Collect every line of the records below that contains the string "bark". Case matters.

[Lines of data]
================================

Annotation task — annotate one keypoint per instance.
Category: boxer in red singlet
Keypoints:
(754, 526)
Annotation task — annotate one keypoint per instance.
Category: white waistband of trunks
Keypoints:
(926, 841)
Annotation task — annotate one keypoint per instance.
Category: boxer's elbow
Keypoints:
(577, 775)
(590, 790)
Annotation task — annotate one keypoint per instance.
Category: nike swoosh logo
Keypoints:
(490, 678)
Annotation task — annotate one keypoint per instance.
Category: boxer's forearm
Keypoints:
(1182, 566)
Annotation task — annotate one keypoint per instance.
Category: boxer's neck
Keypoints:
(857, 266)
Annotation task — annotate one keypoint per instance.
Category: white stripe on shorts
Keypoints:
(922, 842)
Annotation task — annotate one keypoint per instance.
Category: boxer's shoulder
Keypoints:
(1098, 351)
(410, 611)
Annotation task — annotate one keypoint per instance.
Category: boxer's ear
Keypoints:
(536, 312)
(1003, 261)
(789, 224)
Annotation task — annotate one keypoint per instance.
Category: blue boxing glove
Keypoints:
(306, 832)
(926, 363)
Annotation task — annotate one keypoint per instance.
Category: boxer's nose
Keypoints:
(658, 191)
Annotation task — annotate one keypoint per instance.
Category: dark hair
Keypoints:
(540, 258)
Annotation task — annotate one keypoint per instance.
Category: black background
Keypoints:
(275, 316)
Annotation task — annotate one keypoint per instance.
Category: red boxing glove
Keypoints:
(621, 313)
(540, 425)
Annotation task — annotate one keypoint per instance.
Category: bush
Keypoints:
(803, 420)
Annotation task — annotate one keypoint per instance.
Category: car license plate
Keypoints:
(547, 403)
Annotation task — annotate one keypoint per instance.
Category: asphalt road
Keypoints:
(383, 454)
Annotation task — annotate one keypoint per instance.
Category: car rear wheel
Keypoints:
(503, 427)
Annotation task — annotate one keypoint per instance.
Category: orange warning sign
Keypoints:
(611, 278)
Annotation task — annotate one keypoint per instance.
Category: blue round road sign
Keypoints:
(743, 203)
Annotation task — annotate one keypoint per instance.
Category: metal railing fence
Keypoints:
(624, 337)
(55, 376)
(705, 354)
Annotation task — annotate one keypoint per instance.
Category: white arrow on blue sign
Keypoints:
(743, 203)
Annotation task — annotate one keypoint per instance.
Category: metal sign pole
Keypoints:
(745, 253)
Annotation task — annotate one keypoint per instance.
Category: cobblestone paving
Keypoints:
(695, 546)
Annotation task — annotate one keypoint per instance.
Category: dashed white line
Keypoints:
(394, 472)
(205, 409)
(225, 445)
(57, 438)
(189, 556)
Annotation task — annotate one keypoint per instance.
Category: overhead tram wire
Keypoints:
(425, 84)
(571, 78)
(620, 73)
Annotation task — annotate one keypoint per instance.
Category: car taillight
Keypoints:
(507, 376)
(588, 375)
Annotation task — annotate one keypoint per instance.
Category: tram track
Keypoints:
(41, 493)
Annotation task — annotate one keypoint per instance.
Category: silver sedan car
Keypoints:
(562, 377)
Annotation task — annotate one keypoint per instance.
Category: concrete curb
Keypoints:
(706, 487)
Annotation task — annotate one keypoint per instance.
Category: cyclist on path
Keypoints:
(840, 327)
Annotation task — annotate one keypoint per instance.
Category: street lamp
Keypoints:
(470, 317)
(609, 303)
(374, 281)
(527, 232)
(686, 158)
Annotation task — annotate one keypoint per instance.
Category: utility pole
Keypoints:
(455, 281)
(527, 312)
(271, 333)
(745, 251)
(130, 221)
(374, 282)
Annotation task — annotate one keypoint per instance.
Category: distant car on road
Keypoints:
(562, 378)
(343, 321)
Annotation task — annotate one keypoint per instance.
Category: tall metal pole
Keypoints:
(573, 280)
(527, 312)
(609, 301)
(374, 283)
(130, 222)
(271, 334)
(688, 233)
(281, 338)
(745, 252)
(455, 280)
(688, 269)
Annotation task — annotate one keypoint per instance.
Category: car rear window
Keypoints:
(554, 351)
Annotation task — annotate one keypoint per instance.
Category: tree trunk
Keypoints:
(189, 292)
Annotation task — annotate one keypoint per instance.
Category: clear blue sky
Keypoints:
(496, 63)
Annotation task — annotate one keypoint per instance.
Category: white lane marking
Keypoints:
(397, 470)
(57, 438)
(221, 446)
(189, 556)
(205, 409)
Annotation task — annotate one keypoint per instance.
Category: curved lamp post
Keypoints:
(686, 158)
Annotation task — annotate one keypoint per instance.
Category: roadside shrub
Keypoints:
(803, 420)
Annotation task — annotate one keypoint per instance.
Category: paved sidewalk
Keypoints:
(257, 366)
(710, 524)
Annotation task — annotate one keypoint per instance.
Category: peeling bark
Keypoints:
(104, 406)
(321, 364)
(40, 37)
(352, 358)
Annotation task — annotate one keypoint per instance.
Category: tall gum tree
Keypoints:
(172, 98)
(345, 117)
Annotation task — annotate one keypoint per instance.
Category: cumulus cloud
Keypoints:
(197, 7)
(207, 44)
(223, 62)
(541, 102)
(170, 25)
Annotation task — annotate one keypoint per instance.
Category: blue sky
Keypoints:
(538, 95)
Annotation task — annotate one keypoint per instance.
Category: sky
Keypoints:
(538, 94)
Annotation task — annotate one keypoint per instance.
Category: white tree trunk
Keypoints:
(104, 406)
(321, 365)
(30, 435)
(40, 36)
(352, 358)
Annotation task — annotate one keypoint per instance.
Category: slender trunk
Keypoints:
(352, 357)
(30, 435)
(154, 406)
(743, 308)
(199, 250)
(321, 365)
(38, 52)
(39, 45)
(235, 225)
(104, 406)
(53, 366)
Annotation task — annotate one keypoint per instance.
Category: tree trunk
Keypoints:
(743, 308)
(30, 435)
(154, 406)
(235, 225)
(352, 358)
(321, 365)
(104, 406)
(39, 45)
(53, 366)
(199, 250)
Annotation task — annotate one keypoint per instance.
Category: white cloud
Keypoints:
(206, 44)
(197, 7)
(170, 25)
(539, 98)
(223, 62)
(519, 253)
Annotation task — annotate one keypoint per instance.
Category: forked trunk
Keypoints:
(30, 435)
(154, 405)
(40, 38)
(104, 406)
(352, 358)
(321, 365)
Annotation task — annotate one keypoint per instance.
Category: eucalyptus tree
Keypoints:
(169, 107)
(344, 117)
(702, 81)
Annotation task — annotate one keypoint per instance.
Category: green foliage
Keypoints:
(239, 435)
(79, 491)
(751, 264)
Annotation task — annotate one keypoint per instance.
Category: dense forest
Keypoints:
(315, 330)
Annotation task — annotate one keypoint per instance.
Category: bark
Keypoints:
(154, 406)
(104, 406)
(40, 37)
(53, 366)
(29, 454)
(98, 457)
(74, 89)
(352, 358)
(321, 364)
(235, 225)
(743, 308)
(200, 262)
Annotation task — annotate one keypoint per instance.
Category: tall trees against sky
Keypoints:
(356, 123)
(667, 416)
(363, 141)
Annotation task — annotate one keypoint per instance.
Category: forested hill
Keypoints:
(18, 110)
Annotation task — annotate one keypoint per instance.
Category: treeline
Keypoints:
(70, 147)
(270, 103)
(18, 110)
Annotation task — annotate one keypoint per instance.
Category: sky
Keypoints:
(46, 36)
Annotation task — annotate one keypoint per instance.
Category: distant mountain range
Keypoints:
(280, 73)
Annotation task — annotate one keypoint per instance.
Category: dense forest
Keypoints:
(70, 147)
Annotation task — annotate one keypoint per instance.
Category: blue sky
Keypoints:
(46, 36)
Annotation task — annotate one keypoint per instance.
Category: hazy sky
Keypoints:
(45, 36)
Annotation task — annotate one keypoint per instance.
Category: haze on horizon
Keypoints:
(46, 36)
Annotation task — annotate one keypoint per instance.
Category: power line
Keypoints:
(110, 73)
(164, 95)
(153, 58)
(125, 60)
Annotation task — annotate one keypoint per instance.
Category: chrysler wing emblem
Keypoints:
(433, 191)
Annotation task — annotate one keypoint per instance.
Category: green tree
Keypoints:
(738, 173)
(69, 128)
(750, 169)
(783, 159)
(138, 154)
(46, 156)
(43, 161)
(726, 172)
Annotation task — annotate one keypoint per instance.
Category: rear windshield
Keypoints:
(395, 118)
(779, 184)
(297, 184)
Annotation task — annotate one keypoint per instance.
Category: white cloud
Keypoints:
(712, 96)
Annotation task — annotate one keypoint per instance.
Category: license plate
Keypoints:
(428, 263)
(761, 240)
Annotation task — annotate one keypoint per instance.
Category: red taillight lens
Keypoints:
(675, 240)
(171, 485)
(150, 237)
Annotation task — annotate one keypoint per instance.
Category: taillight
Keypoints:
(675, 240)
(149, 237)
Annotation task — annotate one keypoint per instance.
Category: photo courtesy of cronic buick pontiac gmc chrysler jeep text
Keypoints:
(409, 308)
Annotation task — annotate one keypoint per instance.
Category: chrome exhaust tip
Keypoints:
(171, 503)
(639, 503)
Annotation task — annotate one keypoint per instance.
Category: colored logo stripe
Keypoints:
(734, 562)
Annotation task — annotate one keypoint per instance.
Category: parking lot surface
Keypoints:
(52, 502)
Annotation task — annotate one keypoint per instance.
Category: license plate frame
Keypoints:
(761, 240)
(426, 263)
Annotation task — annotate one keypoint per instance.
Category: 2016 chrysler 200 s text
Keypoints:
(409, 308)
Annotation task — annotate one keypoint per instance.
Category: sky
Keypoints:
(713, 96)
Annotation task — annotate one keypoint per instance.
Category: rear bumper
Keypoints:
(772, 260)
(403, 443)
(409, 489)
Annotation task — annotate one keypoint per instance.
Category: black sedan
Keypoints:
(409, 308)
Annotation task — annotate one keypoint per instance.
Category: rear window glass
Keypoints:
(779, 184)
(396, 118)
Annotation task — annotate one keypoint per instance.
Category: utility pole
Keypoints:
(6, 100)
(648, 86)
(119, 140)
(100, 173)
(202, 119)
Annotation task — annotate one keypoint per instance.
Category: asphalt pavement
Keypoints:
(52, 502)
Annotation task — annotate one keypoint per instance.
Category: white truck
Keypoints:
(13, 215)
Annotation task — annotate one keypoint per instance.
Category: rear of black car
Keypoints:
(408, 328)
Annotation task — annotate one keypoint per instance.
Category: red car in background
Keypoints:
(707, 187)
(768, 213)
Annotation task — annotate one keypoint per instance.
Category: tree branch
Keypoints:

================================

Answer for this exercise:
Category: peeling bark
Category: bark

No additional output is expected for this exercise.